§ Text excerpt
──────────────────────────────
We are also considering the feasibility of metrics in relation to complaint resolution that would better capture the fairness of complaint resolution, in addition to timeliness. 
As FSCS claims will always be ‘after the event’ these are lagging indicators. So it will take some time before the impact of our work begins to show. FSCS claims may also be driven by wider economic conditions. 
We recognise the limitations of this metric in capturing consumer understanding of the redress system as well as awareness. This is complex and we may explore how to develop this further. 
Failing firms can cause widespread harm. Consumers can lose money. Firms will always carry a risk of failing, so they need to plan for this from the outset. 
We aim to minimise the fallout from failing firms. Firms should be financially resilient and recover quickly from disruptions. 
A low and stable proportion of firms who do not meet their financial requirements indicates that firms are generally able to conduct business and wind down without causing significant harm. The metric does not perfectly capture progress towards the outcome because not all prudential regimes are harm based. So even where firms meet their financial resource requirements, they can cause harm. 
A low and stable proportion of firms with adverse CASS audits indicates that firms generally hold client assets and funds appropriately. An adverse report is one where the auditor has identified a problem (eg the firm not identifying client money).
──────────────────────────────
§ Written tasks
a - Answer these questions about the excerpt on failing firms and redress, one line each:
(i) Why are FSCS claims described as lagging indicators?
(ii) What can consumers lose when firms fail?
(iii) What is an adverse report?
b - Copy the passage of the excerpt on failing firms and redress that begins at the words "As FSCS claims" and ends after "develop this further.", and change "wider economic conditions" to "broader economic conditions".
──────────────────────────────
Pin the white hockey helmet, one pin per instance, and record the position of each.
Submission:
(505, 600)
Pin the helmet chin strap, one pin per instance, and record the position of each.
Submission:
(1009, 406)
──────────────────────────────
§ Responses to the tasks
a -
(i) Because FSCS claims will always be "after the event."
(ii) Money.
(iii) One where the auditor has identified a problem, such as the firm not identifying client money.

b -
As FSCS claims will always be ‘after the event’ these are lagging indicators. So it will take some time before the impact of our work begins to show. FSCS claims may also be driven by broader economic conditions. 
We recognise the limitations of this metric in capturing consumer understanding of the redress system as well as awareness. This is complex and we may explore how to develop this further.